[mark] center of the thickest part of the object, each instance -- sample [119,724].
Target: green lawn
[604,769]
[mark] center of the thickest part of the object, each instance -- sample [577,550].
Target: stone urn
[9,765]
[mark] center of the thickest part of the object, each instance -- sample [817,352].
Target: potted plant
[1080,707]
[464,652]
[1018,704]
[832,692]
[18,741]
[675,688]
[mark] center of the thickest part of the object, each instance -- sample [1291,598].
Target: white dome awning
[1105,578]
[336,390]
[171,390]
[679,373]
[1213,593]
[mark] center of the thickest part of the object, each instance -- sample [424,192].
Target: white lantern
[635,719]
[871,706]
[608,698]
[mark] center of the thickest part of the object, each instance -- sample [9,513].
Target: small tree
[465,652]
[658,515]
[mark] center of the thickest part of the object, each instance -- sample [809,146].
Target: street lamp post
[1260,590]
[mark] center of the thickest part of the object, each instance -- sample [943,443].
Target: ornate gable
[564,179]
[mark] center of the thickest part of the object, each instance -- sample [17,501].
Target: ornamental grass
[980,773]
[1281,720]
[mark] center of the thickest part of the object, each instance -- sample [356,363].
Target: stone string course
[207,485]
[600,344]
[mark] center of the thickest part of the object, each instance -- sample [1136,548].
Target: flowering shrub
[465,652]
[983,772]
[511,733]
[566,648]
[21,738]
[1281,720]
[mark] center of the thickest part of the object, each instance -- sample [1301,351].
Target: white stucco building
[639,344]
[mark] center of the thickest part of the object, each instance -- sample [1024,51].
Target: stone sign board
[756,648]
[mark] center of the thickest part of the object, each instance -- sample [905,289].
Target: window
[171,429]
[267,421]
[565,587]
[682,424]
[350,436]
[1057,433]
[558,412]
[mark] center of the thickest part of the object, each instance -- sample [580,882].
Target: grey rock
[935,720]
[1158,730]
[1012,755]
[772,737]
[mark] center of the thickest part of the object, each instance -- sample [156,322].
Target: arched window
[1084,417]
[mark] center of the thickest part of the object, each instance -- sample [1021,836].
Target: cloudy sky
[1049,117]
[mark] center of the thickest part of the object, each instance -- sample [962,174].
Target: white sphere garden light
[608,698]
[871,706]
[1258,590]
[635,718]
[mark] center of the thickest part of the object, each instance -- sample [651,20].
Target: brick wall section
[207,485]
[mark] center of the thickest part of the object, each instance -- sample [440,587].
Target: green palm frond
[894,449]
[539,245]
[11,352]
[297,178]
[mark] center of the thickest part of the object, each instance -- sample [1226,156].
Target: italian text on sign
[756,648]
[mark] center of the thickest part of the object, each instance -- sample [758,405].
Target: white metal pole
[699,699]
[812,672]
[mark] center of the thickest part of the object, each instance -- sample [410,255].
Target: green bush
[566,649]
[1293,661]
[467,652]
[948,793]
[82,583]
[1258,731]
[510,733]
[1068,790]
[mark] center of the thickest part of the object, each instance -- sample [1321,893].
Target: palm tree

──────────

> _DIRECTIONS FOR THIS TASK_
Extract every line from the one containing "-- sample [651,20]." through the last line of the data, inclusive, exactly as written.

> _ANSWER TO THIS PROBLEM_
[mark] center of the thickest part of the object, each instance -- sample [651,20].
Target: brick wall section
[207,485]
[mark] center of the thickest part of the object, each instance -- sample [440,587].
Target: green palm frond
[894,449]
[539,245]
[11,352]
[297,178]
[mark] center of the thickest part of the object, each instance -- sample [1226,156].
Target: italian text on sign
[756,648]
[mark] center of the thickest part of the object, each instance -- sample [758,405].
Target: white metal pole
[699,699]
[812,672]
[mark] center of the thickest part of the object, each instance -- sample [410,255].
Target: green bush
[566,649]
[1293,661]
[467,652]
[948,793]
[82,583]
[1258,731]
[510,733]
[1068,790]
[mark] center of the thickest part of the object, each instance -- sample [1321,893].
Target: palm tree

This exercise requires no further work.